> **RECORDS FOR THE TASK**
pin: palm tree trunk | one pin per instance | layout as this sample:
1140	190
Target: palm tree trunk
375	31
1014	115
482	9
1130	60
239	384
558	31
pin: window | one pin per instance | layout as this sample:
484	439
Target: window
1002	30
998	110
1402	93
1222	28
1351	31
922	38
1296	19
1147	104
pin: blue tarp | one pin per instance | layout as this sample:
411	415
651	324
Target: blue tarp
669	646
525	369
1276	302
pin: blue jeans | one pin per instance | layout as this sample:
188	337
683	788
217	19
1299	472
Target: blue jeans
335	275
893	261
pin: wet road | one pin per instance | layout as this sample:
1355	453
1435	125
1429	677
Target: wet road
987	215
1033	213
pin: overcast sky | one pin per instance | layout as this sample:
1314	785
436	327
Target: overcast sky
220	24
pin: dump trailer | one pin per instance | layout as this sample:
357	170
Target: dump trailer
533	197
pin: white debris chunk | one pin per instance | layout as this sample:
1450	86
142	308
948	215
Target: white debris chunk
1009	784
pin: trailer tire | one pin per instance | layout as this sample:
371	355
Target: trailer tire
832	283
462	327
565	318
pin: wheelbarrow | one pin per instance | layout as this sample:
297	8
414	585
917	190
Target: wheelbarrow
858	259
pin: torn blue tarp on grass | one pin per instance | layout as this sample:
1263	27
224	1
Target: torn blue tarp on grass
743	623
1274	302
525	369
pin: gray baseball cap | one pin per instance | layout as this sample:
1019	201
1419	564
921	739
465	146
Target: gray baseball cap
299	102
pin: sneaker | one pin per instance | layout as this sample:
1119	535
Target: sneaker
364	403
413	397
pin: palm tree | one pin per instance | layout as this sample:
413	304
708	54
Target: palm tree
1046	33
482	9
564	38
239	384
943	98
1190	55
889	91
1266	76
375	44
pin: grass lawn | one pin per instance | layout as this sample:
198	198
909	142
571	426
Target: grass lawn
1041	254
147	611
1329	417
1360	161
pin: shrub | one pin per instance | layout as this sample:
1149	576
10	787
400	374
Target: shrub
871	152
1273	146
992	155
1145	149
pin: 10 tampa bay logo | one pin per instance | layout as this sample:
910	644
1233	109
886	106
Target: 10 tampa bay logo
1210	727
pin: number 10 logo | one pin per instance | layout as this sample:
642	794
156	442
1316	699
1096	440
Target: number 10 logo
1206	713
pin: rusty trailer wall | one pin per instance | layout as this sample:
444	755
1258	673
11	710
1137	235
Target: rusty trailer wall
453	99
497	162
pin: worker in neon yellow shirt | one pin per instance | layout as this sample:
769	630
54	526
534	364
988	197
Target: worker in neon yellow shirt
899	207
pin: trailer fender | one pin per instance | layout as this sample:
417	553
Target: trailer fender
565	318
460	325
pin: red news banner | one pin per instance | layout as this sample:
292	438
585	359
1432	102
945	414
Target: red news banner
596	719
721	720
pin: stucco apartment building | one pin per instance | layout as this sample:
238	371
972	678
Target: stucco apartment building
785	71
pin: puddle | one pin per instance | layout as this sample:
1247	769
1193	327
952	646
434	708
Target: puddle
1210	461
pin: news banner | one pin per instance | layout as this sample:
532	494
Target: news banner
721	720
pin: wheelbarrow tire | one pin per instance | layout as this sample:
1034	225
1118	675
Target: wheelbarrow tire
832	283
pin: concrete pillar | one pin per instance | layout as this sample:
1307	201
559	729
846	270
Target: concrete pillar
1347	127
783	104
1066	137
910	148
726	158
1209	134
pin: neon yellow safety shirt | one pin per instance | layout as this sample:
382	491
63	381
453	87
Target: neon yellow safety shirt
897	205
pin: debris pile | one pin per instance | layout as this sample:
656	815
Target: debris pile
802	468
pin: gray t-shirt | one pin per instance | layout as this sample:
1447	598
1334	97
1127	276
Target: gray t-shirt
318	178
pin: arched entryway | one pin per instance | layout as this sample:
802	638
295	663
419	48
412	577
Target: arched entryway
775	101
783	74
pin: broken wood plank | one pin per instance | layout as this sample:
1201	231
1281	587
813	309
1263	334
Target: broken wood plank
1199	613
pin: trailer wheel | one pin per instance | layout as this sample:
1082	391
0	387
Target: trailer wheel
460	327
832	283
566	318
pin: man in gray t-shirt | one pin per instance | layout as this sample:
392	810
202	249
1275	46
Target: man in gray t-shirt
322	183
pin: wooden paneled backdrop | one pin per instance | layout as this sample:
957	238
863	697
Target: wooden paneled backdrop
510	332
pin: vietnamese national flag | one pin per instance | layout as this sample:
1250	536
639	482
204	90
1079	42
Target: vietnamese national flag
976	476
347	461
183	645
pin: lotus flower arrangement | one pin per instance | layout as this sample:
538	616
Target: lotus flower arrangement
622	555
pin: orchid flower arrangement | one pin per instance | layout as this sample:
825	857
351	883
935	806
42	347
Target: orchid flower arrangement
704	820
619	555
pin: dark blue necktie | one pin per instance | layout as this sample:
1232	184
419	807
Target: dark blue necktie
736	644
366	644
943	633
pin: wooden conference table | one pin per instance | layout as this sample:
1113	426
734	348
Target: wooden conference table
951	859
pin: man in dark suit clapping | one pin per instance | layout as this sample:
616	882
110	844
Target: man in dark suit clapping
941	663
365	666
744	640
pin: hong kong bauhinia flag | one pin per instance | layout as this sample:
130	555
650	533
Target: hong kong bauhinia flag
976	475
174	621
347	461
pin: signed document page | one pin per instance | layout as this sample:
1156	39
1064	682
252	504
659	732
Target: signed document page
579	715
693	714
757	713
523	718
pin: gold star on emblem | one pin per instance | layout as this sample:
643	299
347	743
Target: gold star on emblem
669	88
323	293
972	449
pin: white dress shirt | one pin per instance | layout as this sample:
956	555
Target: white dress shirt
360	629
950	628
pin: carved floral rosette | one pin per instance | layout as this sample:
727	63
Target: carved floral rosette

> **REQUIRED TASK**
Rewrite all the rows above with every "one pin per instance" changed to "a single pin for each instance" and everything else left unchanged.

> **TASK RESULT**
pin: palm tree trunk | a single pin for each instance | layout as this sample:
1140	190
Target: palm tree trunk
375	31
1014	115
482	9
1130	60
239	384
558	31
pin: window | a single pin for each instance | layout as this sample:
484	439
Target: window
1002	30
998	110
1402	93
1222	28
1351	31
922	38
1296	19
1147	104
pin: blue tarp | a single pin for each instance | layout as this sample:
411	415
651	324
Target: blue tarp
669	646
525	369
1276	302
pin: blue jeans | a single pin for each instance | layout as this sample:
188	337
683	788
217	19
1299	472
Target: blue jeans
335	275
893	261
pin: wet road | a single pin for each instance | layout as this sample:
1355	453
1435	125
1429	677
Target: wet road
987	215
1033	213
pin: overcast sky | a single pin for each instance | layout as this sample:
1314	785
436	327
Target: overcast sky
220	24
pin: dump trailer | a single pin for each instance | layout as this sample:
357	170
Target: dump trailer
533	197
pin: white debris chunk | a single pin for each instance | layout as this sample:
1450	86
142	308
948	215
Target: white debris chunk
1009	784
pin: trailer tire | a single pin for each instance | layout as this sample:
371	355
Target: trailer tire
832	283
462	327
565	318
pin: wheelbarrow | a single pin for each instance | layout as this sample:
297	8
414	585
917	190
Target: wheelbarrow
858	259
pin: torn blue tarp on grass | a single pin for each instance | layout as this sample:
1263	27
224	1
Target: torn blue tarp on grass
743	623
1274	302
525	369
pin: gray baseball cap | a single pin for each instance | layout as this sample:
1019	201
1419	564
921	739
465	146
Target: gray baseball cap
299	102
pin: sneaker | a single pin for each instance | layout as this sample:
1119	535
Target: sneaker
364	403
413	397
pin: palm tree | a single pin for each instance | layout as this sample:
413	304
708	54
Target: palm tree
1046	33
482	9
564	38
239	384
943	98
1190	55
889	91
1266	76
375	44
pin: grass lawn | a single pin for each instance | layout as this sample:
198	198
909	142
571	426
Target: grass lawn
1041	254
147	611
1329	417
1360	161
pin: shrub | a single pin for each instance | layout as this sample:
1149	576
10	787
400	374
Target: shrub
871	152
1273	146
992	155
1145	149
pin: 10 tampa bay logo | a single pin for each instance | layout as this sample:
910	644
1233	109
886	106
Target: 10 tampa bay logo
1210	727
pin: number 10 logo | a single pin for each instance | layout as this sample:
642	794
156	442
1316	699
1096	440
Target: number 10 logo
1206	713
pin: rusty trailer wall | a single pin for each instance | layout as this sample:
444	755
1258	673
11	710
1137	235
Target: rusty trailer wall
453	99
497	162
pin: worker in neon yellow shirt | a single pin for each instance | layout as this sample:
769	630
54	526
534	364
988	197
Target: worker in neon yellow shirt
899	207
pin: trailer fender | a single pin for each instance | layout as this sample:
417	553
Target: trailer fender
565	318
460	325
pin: red news banner | a single pin for each instance | layout as this sample:
292	438
585	359
1432	102
945	414
Target: red news banner
596	719
721	720
pin: stucco apartment building | a single pin for each instance | layout as this sample:
238	371
972	678
Target: stucco apartment building
785	71
pin: puddle | a single pin for each instance | layout as this sample:
1247	769
1193	327
952	646
434	708
Target: puddle
1210	461
pin: news banner | a single pin for each instance | layout as this sample:
532	494
Target: news banner
721	720
pin: wheelbarrow tire | a single pin for each instance | layout as this sample:
1034	225
1118	675
Target: wheelbarrow tire
832	283
pin: concrete pillar | a single pin for each instance | layout as this sample:
1307	201
559	729
846	270
Target: concrete pillar
1347	127
783	104
1066	137
910	148
726	158
1209	134
pin: neon yellow safety shirt | a single pin for each instance | layout as this sample:
382	491
63	381
453	87
Target: neon yellow safety shirt
897	205
pin: debris pile | a single pin for each instance | layout as this sample:
656	815
Target: debris pile
802	468
pin: gray t-shirt | a single pin for each instance | layout as this sample:
1447	598
1334	97
1127	276
Target: gray t-shirt
318	178
pin: arched entryway | a single pin for each instance | layout as this sample:
802	638
295	663
419	48
412	577
Target: arched entryway
775	101
783	74
pin: broken wood plank | a single pin for each instance | layout as this sample:
1201	231
1281	587
813	309
1263	334
Target: broken wood plank
1199	613
pin: trailer wheel | a single pin for each instance | layout as this sample:
1082	391
0	387
Target: trailer wheel
460	327
832	283
566	318
pin: man in gray t-shirt | a single pin for each instance | layout as this sample:
392	810
202	249
1275	46
Target: man in gray t-shirt
322	183
pin: wooden paneled backdrop | a single pin for each instance | layout as this sample:
957	238
863	697
Target: wooden paneled backdrop
510	332
pin: vietnamese national flag | a single pin for each instance | layout as this sample:
1250	536
639	482
204	90
1079	42
Target: vietnamese national flag
976	476
347	461
183	645
pin: lotus flower arrangement | a single pin for each instance | layout as this sample:
538	616
Target: lotus flower arrangement
622	555
pin: orchid flower arrangement | a single pin for each instance | layout as this sample:
825	857
351	883
935	806
42	347
Target: orchid flower arrangement
704	820
619	555
pin: dark blue necktie | a single pin for each instance | layout as this sample:
1232	184
419	807
Target: dark blue necktie
736	644
366	644
943	633
pin: wooden conference table | a single pin for each instance | layout as this sample:
1113	426
734	348
Target: wooden conference table
951	859
pin: man in dark suit clapping | a single pin for each instance | layout as this sample:
616	882
110	844
Target: man in dark suit clapping
941	663
365	666
744	640
pin: hong kong bauhinia flag | a single pin for each instance | layout as this sample:
130	555
650	533
Target: hong kong bauhinia flag
976	475
174	621
347	461
pin: signed document page | a single pin for each instance | layout as this sample:
1156	39
1064	682
252	504
659	732
Target: signed document page
579	715
693	714
757	713
523	718
pin: gold star on emblem | a single pin for each instance | layout as this sample:
643	299
347	743
Target: gold star on emblem
669	88
323	293
972	449
pin: white dress shirt | a single pin for each instance | layout as this sample:
956	555
Target: white dress shirt
360	629
950	628
pin: carved floral rosette | a single pin for each instance | layout as this sample:
727	63
Target: carved floral rosette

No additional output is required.